**EXERCISE AIM**
Copy out all the data, word for word.

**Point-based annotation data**
↓↓↓

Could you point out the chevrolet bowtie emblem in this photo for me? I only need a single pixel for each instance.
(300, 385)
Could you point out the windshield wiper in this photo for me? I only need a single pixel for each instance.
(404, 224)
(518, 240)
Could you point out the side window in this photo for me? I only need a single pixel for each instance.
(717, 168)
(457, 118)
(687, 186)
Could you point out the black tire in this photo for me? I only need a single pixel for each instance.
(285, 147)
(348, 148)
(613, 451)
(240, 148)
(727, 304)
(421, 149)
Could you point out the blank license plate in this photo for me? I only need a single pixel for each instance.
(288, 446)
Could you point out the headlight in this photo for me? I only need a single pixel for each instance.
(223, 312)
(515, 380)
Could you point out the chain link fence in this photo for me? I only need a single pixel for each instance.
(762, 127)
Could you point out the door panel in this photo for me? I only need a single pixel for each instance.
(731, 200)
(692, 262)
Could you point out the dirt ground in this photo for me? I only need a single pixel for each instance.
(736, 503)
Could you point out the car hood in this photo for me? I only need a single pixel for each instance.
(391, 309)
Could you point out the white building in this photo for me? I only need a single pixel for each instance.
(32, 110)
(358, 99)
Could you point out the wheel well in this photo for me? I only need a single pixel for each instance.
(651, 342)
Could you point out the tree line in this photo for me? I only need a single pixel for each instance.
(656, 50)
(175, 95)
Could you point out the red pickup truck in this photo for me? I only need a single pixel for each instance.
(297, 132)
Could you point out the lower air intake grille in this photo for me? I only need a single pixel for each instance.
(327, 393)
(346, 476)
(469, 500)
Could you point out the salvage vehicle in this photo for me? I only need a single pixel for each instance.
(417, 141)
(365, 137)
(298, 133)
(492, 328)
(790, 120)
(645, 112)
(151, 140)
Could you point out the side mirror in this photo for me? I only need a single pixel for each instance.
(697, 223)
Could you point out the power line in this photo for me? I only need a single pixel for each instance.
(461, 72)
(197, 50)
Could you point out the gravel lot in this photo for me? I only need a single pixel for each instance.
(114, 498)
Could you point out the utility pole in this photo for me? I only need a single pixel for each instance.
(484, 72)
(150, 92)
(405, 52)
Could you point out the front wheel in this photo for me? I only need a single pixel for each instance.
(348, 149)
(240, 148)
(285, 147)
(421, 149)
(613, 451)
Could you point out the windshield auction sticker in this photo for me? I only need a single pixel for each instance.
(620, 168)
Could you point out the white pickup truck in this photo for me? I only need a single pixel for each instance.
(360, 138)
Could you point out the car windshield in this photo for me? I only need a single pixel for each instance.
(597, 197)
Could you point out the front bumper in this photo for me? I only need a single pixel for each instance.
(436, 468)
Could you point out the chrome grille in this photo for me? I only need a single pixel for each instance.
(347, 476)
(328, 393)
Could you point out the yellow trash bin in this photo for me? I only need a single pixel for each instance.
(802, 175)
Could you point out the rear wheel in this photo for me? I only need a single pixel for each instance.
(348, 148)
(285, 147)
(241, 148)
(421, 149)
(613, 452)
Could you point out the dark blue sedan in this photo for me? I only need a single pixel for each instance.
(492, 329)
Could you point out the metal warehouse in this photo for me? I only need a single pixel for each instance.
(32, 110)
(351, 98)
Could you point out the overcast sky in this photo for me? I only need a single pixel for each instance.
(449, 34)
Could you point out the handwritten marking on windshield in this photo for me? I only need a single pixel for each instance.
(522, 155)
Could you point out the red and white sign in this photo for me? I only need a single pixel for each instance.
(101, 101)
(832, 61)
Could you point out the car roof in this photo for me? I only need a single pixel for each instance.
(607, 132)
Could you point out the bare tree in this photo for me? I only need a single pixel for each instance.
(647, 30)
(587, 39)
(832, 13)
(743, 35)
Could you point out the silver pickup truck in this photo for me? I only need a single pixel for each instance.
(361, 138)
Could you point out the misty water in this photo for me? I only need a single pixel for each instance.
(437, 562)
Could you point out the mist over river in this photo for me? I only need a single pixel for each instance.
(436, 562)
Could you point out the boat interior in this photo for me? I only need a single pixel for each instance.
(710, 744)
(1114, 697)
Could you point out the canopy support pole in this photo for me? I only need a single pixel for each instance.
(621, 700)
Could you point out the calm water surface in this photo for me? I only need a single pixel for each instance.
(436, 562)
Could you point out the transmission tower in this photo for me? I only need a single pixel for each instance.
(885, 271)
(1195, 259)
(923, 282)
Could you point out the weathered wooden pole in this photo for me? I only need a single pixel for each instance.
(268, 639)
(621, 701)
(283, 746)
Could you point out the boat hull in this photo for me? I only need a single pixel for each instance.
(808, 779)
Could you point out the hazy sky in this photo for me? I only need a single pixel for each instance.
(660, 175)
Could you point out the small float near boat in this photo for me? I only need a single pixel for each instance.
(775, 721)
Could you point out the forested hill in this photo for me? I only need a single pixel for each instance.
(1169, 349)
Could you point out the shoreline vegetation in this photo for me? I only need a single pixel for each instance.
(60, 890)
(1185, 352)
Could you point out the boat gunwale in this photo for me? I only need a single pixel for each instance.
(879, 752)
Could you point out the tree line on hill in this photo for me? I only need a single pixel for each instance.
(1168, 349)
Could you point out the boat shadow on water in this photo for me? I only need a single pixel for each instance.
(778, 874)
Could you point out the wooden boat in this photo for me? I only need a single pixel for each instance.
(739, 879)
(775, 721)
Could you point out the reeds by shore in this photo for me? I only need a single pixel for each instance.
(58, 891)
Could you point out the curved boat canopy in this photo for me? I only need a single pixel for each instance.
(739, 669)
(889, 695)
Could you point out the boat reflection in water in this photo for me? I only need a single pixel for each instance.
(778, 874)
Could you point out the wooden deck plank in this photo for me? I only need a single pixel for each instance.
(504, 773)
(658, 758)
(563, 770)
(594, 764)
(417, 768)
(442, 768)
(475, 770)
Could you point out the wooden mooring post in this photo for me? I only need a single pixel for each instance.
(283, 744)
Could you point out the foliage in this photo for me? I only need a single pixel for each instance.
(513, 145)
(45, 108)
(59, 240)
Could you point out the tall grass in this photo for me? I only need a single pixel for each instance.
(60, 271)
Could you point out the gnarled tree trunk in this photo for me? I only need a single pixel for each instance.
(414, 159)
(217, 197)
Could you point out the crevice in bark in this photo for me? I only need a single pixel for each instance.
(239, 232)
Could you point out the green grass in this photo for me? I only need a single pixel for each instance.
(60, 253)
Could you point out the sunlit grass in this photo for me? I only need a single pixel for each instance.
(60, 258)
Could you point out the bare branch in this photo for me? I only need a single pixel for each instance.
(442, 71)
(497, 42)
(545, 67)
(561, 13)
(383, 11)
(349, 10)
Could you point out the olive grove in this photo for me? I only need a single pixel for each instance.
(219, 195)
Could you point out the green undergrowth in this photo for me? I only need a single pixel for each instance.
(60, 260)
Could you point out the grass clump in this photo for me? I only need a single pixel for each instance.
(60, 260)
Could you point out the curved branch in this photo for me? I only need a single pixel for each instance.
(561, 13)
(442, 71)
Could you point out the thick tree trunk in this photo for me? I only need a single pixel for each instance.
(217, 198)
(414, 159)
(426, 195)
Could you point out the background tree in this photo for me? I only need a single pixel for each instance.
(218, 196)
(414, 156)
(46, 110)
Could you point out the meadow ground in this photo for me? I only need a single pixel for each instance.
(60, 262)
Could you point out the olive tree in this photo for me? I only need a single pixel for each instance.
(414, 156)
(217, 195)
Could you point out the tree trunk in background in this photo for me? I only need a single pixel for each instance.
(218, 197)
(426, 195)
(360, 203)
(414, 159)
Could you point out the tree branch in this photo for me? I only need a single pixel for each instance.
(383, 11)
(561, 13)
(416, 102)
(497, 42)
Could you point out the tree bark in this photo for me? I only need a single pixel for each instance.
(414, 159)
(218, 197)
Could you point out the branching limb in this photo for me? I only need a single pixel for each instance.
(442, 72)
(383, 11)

↑↑↑

**EXERCISE SOLUTION**
Could you point out the chevrolet bowtie emblem in this photo for me? I only need a single pixel for each instance.
(300, 385)
Could you point out the windshield wiper in this photo for me? I only need a single pixel for each instance.
(404, 224)
(518, 240)
Could you point out the side window in this photo for me? I only need a single pixel for each instance.
(717, 168)
(457, 118)
(687, 186)
Could you point out the black tire in this photo for me? I only need a single pixel for each instance.
(285, 147)
(348, 148)
(613, 451)
(240, 148)
(727, 304)
(421, 149)
Could you point out the blank license plate in this photo for me? I only need a single pixel for each instance.
(288, 446)
Could you point out the headlight in this photo for me? I only need a single pixel for each instance.
(223, 312)
(515, 380)
Could you point out the chain link fence in this photo for me? I only need a single pixel for each instance.
(762, 127)
Could you point out the door panel in this photo for me? I only need a single pixel for each instance.
(731, 200)
(692, 262)
Could you point out the dirt ground in this photo for me? I only need a single pixel for each instance.
(736, 503)
Could you point out the car hood in this photo for me? I only need a single pixel for each instance.
(391, 309)
Could you point out the white building in this photo for me? I only need a single pixel for each instance.
(32, 110)
(358, 99)
Could you point out the wheel well in this photo for me? I only need a single pixel for each instance.
(651, 342)
Could you point out the tree line in this photo for me? I only need a single pixel for each instance.
(656, 50)
(175, 95)
Could you point out the red pickup truck in this photo for me? I only need a single pixel for each instance.
(297, 132)
Could you point out the lower air intake grille in this photo for me? I only need a single pixel for each instance.
(327, 393)
(346, 476)
(469, 500)
Could you point out the salvage vehicle in this photo for me? I only need a single pixel for each instance.
(417, 141)
(365, 137)
(298, 133)
(492, 328)
(790, 120)
(645, 112)
(151, 140)
Could you point out the side mirror in this photo for me? I only need a single pixel for each instance.
(697, 223)
Could you point out the power line in this photo for me? I only need a single pixel for each instance.
(461, 72)
(197, 50)
Could you point out the gravel lot in this photo for me? I only need a single pixel for each instance.
(114, 498)
Could you point out the utility pole in this photo for me? I only need a single pixel for each instance.
(484, 72)
(150, 92)
(405, 52)
Could you point out the front wheel in this photo for me? I only need a single pixel for each instance.
(348, 149)
(240, 148)
(285, 147)
(421, 149)
(613, 451)
Could you point out the windshield auction sticker in this photo for me? I only need a single pixel for each instance.
(620, 168)
Could you point out the white pickup truck in this photo for me? I only need a single pixel for each instance.
(360, 138)
Could you point out the car windshield in this photo for me? I only need a single pixel for each instance.
(597, 197)
Could you point out the front bumper in this photo for me? I only need a single pixel for each instance.
(436, 468)
Could you point out the chrome grille in this photo for me? I only need a single pixel for each instance.
(347, 476)
(328, 393)
Could you point out the yellow trash bin in this photo for me? I only need a single pixel for each instance.
(802, 175)
Could you point out the rear wheel in this photo for me? I only need a single pixel for each instance.
(348, 148)
(285, 147)
(241, 148)
(421, 149)
(613, 452)
Could you point out the dark blue sedan in this photo for me? I only need a single pixel for each instance.
(492, 329)
Could you point out the metal warehouse in this photo for me? I only need a single pixel for each instance.
(32, 110)
(351, 98)
Could you point out the overcast sky in this photo for me? I only need a single pixel for each instance.
(449, 34)
Could you point out the handwritten marking on windshield in this photo for me? I only need a single pixel for each instance.
(522, 155)
Could you point out the red and white sign in this photo for me? I only need a single pixel for each instance.
(101, 101)
(832, 61)
Could you point out the car roof in this photo for me? I only need a single pixel for each instance.
(607, 132)
Could you point out the bare tree in this photo for me? I only need a single pixel for each instance.
(647, 30)
(587, 39)
(832, 13)
(743, 35)
Could you point out the silver pickup truck in this photo for me? I only need a single pixel for each instance.
(361, 138)
Could you point out the misty water in this photo for me? I only need a single pixel for each instance.
(437, 562)
Could you point out the mist over river in this photo for me? I only need a single pixel for each instance.
(436, 562)
Could you point out the boat interior in this photo for me? I only need a single pixel for each instance.
(710, 744)
(1114, 697)
Could you point out the canopy support pole in this photo for me? I only need a single pixel for each instance.
(621, 700)
Could you point out the calm water surface in this photo for me? I only need a single pixel for each instance.
(436, 562)
Could you point out the transmission tower in this photo for me? I only need a single pixel for each instance.
(885, 271)
(1195, 259)
(923, 282)
Could you point out the weathered wooden pole in this photo for me? I only need a single pixel for each instance.
(268, 639)
(621, 701)
(283, 746)
Could you point out the boat hull in this photo for me? I only need a single pixel for each instance.
(808, 779)
Could you point out the hazy sky in this photo for me? I only need a single pixel for each instance.
(660, 175)
Could you point out the small float near boat in this photo for me? I only need a single pixel for each instance.
(775, 721)
Could you point out the forested hill in this photo for me? I only need a single pixel for each instance.
(1169, 349)
Could you point out the shoreline vegetation in this photo for me? I only need a single pixel for each instance.
(60, 890)
(1185, 352)
Could you point out the boat gunwale in this photo for me? I only need a single pixel for each instance.
(879, 752)
Could you point out the tree line on hill in this photo for me? I only need a single pixel for each instance.
(1168, 349)
Could you point out the boat shadow on water in this photo for me? I only need a single pixel for each instance.
(778, 874)
Could you point out the wooden boat in this photo for me? I only need a single pixel for each instance.
(739, 879)
(775, 721)
Could you point out the reeds by shore in this photo for me? I only need a single pixel for each instance.
(58, 891)
Could you point out the curved boat canopy in this photo for me? I only need a single pixel for each instance.
(739, 669)
(889, 695)
Could you point out the boat reflection in water in this photo for me? I only need a single pixel for each instance.
(778, 874)
Could you point out the wooden deck plank in this photo for me? I only need a single pixel for each instance.
(504, 773)
(658, 758)
(563, 770)
(594, 764)
(417, 768)
(442, 768)
(475, 770)
Could you point out the wooden mooring post in this photo for me? I only need a single pixel for each instance.
(283, 744)
Could you point out the foliage in this photo for me? I only need a single pixel for each instance.
(513, 145)
(45, 108)
(59, 240)
Could you point out the tall grass in this photo for me? I only need a single pixel for each instance.
(60, 271)
Could you point out the gnarled tree trunk in this photo for me? I only need a single pixel for each instance.
(414, 159)
(217, 197)
Could you point out the crevice in bark in this photo for me? I only need a single pixel for each instance.
(239, 232)
Could you point out the green grass in this photo for me? I only need a single pixel for each instance.
(60, 253)
Could you point out the sunlit grass in this photo for me? I only need a single pixel for each instance.
(60, 258)
Could you point out the bare branch in this photo for me? I only need a single pixel for each instance.
(442, 71)
(497, 42)
(545, 67)
(561, 13)
(383, 11)
(349, 10)
Could you point out the olive grove in this photo for me? I only need a single pixel for each instance.
(219, 195)
Could you point out the green undergrowth in this photo for me? I only need a single pixel for each instance.
(60, 260)
Could you point out the grass clump in this photo for me? I only need a single pixel for each instance.
(60, 260)
Could you point out the curved branch in this photo for me? I only need a single pixel for each instance.
(561, 13)
(442, 71)
Could you point out the thick tree trunk in this photo for me? I only need a single pixel for each instance.
(217, 198)
(414, 159)
(426, 195)
Could you point out the background tree in this photo for me? I only need a single pixel for each instance.
(218, 196)
(414, 156)
(46, 110)
Could you point out the meadow ground in this photo for me? I only need a single pixel for each instance.
(60, 262)
Could you point out the olive tree in this photo for me? I only need a single pixel for each instance.
(414, 156)
(217, 195)
Could you point out the tree trunk in background in this photo for me? I only need a single pixel for each instance.
(218, 197)
(426, 195)
(360, 203)
(414, 159)
Could you point out the tree branch in this photo for me? I only need a single pixel for each instance.
(383, 11)
(561, 13)
(416, 102)
(497, 42)
Could you point out the tree bark in this photo for me? I only need a single pixel for each instance.
(414, 159)
(218, 197)
Could you point out the branching limb in this photo for me? I only need a single pixel for each instance.
(442, 72)
(383, 11)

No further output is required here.